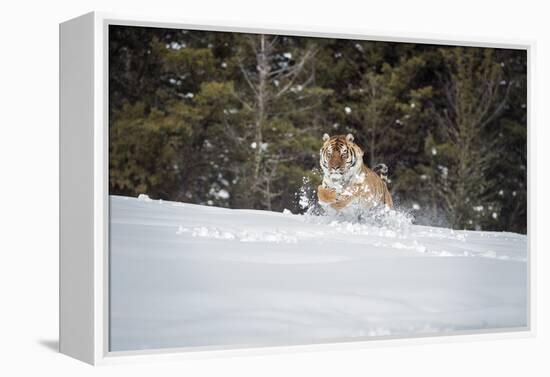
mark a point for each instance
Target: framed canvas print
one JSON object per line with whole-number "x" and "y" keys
{"x": 228, "y": 188}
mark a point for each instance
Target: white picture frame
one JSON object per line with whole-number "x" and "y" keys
{"x": 84, "y": 223}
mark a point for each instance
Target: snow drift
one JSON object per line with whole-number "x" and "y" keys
{"x": 185, "y": 275}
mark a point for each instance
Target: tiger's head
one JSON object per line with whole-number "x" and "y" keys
{"x": 340, "y": 157}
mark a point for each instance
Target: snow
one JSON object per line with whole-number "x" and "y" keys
{"x": 185, "y": 275}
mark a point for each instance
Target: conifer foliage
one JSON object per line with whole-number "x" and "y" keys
{"x": 235, "y": 120}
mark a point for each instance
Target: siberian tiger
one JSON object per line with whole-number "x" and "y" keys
{"x": 347, "y": 179}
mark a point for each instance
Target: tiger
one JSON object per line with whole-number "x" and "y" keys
{"x": 346, "y": 179}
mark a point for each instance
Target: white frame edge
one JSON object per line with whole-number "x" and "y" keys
{"x": 84, "y": 223}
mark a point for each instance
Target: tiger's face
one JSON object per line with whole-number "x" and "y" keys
{"x": 339, "y": 156}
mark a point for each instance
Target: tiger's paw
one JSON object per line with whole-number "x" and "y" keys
{"x": 326, "y": 195}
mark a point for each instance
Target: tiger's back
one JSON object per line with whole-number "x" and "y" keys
{"x": 347, "y": 179}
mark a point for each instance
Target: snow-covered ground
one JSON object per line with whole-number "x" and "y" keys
{"x": 185, "y": 275}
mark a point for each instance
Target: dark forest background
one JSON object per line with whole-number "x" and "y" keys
{"x": 236, "y": 120}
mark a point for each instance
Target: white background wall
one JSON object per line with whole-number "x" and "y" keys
{"x": 29, "y": 188}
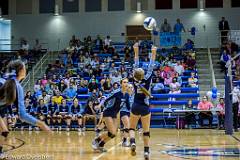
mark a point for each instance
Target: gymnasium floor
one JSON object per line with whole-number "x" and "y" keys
{"x": 169, "y": 144}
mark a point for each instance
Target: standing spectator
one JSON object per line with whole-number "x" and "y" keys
{"x": 205, "y": 105}
{"x": 223, "y": 27}
{"x": 166, "y": 27}
{"x": 235, "y": 103}
{"x": 178, "y": 27}
{"x": 179, "y": 68}
{"x": 221, "y": 107}
{"x": 192, "y": 81}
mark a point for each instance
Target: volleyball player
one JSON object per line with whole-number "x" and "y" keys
{"x": 124, "y": 116}
{"x": 113, "y": 103}
{"x": 140, "y": 108}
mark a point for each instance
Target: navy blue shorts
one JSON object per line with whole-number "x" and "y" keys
{"x": 110, "y": 113}
{"x": 124, "y": 113}
{"x": 140, "y": 109}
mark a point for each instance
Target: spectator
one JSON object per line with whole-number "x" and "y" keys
{"x": 221, "y": 108}
{"x": 192, "y": 81}
{"x": 70, "y": 92}
{"x": 205, "y": 105}
{"x": 92, "y": 85}
{"x": 224, "y": 28}
{"x": 179, "y": 68}
{"x": 165, "y": 27}
{"x": 178, "y": 27}
{"x": 158, "y": 87}
{"x": 235, "y": 105}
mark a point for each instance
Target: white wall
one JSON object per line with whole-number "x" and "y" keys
{"x": 52, "y": 29}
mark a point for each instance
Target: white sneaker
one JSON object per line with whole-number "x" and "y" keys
{"x": 146, "y": 155}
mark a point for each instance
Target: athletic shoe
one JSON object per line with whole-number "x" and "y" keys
{"x": 133, "y": 149}
{"x": 146, "y": 155}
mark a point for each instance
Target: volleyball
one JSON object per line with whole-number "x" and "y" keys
{"x": 149, "y": 23}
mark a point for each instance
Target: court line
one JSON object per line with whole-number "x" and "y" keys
{"x": 109, "y": 150}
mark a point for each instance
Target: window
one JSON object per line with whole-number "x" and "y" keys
{"x": 24, "y": 7}
{"x": 163, "y": 4}
{"x": 185, "y": 4}
{"x": 235, "y": 3}
{"x": 114, "y": 5}
{"x": 4, "y": 6}
{"x": 93, "y": 5}
{"x": 144, "y": 4}
{"x": 214, "y": 3}
{"x": 46, "y": 6}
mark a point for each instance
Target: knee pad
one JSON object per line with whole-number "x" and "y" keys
{"x": 111, "y": 135}
{"x": 131, "y": 129}
{"x": 126, "y": 130}
{"x": 5, "y": 134}
{"x": 146, "y": 134}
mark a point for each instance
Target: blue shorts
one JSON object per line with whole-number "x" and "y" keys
{"x": 140, "y": 109}
{"x": 124, "y": 113}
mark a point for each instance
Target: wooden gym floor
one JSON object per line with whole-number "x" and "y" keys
{"x": 169, "y": 144}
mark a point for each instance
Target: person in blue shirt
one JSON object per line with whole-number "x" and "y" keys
{"x": 178, "y": 27}
{"x": 112, "y": 105}
{"x": 11, "y": 92}
{"x": 76, "y": 110}
{"x": 140, "y": 108}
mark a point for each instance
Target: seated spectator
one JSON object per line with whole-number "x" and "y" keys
{"x": 205, "y": 105}
{"x": 174, "y": 88}
{"x": 76, "y": 111}
{"x": 221, "y": 114}
{"x": 179, "y": 68}
{"x": 190, "y": 63}
{"x": 92, "y": 85}
{"x": 179, "y": 79}
{"x": 70, "y": 92}
{"x": 225, "y": 57}
{"x": 167, "y": 80}
{"x": 189, "y": 45}
{"x": 158, "y": 87}
{"x": 178, "y": 27}
{"x": 192, "y": 81}
{"x": 58, "y": 98}
{"x": 45, "y": 97}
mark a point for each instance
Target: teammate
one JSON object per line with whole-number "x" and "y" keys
{"x": 113, "y": 103}
{"x": 140, "y": 108}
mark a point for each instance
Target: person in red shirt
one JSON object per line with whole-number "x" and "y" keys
{"x": 205, "y": 105}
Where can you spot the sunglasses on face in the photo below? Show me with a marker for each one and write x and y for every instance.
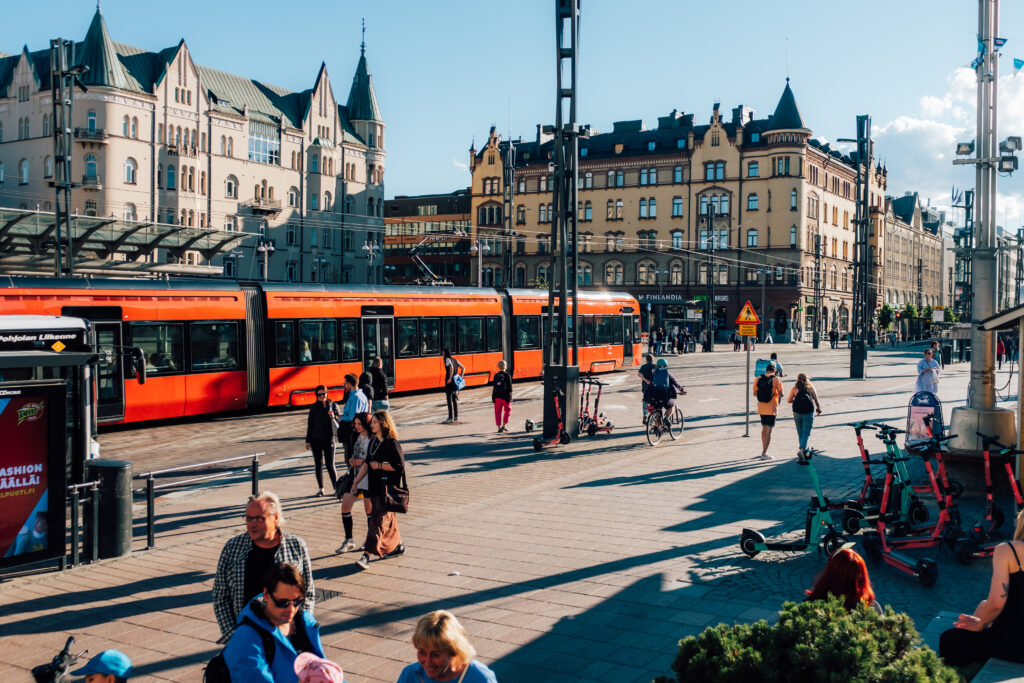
(284, 603)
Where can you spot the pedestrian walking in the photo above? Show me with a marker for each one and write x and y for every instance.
(379, 382)
(247, 558)
(385, 463)
(805, 403)
(501, 394)
(443, 653)
(768, 390)
(322, 425)
(928, 374)
(274, 628)
(350, 493)
(355, 401)
(452, 368)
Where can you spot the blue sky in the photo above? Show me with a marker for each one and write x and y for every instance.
(446, 72)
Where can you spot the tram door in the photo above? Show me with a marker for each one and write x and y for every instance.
(378, 340)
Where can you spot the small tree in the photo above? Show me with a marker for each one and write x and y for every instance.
(886, 314)
(812, 641)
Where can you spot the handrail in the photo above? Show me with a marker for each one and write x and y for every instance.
(151, 486)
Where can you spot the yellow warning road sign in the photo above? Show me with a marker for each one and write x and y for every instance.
(747, 315)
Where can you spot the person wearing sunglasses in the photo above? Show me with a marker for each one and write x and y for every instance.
(322, 425)
(249, 556)
(272, 630)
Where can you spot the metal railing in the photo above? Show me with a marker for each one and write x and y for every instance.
(151, 486)
(76, 503)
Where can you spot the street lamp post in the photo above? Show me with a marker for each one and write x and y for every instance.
(265, 247)
(479, 248)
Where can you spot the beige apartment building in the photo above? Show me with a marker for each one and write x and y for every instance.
(643, 217)
(160, 138)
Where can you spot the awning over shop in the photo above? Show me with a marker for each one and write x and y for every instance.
(28, 241)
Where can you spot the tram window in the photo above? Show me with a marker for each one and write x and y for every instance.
(409, 342)
(430, 336)
(162, 346)
(349, 340)
(587, 323)
(448, 338)
(494, 334)
(470, 335)
(527, 331)
(318, 341)
(608, 330)
(284, 343)
(214, 346)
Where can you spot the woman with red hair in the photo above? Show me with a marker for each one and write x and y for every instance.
(845, 577)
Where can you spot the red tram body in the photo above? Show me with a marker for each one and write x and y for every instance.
(215, 346)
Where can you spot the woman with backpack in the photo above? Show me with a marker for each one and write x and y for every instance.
(805, 407)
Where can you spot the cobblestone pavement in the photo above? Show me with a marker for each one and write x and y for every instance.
(580, 563)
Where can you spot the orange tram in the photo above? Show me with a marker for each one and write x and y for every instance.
(213, 346)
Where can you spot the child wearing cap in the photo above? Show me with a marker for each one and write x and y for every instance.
(108, 667)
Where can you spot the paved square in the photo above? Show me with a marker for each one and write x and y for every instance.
(579, 563)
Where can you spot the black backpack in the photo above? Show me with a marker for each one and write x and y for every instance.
(803, 403)
(216, 670)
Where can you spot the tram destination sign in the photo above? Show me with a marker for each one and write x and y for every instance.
(43, 340)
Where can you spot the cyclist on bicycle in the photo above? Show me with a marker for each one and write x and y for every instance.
(664, 388)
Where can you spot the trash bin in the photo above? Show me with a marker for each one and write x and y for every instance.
(115, 507)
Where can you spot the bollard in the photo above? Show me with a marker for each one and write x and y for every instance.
(151, 513)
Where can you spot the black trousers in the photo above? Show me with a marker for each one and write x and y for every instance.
(452, 396)
(324, 455)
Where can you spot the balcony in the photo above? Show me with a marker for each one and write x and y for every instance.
(264, 206)
(94, 135)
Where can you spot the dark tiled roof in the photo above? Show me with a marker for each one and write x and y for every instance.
(786, 116)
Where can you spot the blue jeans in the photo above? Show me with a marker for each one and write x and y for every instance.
(804, 424)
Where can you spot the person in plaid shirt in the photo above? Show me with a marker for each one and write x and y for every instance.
(247, 557)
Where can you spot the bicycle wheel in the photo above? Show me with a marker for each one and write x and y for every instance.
(675, 423)
(655, 428)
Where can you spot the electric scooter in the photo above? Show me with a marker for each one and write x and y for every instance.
(819, 528)
(561, 436)
(983, 538)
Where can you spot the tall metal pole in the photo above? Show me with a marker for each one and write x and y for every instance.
(981, 414)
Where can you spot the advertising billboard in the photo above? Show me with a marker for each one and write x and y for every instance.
(32, 472)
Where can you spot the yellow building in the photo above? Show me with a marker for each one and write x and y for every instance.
(644, 199)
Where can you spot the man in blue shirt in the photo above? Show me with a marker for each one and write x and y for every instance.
(355, 401)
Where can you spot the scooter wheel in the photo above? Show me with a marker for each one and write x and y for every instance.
(871, 544)
(966, 551)
(928, 572)
(749, 541)
(834, 542)
(919, 513)
(998, 517)
(851, 520)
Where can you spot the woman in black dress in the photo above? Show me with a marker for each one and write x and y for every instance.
(385, 461)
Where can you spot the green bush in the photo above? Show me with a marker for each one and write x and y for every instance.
(816, 641)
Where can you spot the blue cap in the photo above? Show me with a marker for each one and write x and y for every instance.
(107, 663)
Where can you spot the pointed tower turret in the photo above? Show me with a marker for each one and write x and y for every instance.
(100, 56)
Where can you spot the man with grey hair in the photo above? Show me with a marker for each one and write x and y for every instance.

### [ASSIGNED TASK]
Given the data above, which lines hold the string "wall"? Return them.

### [ANSWER SECTION]
Target: white background wall
Target: white wall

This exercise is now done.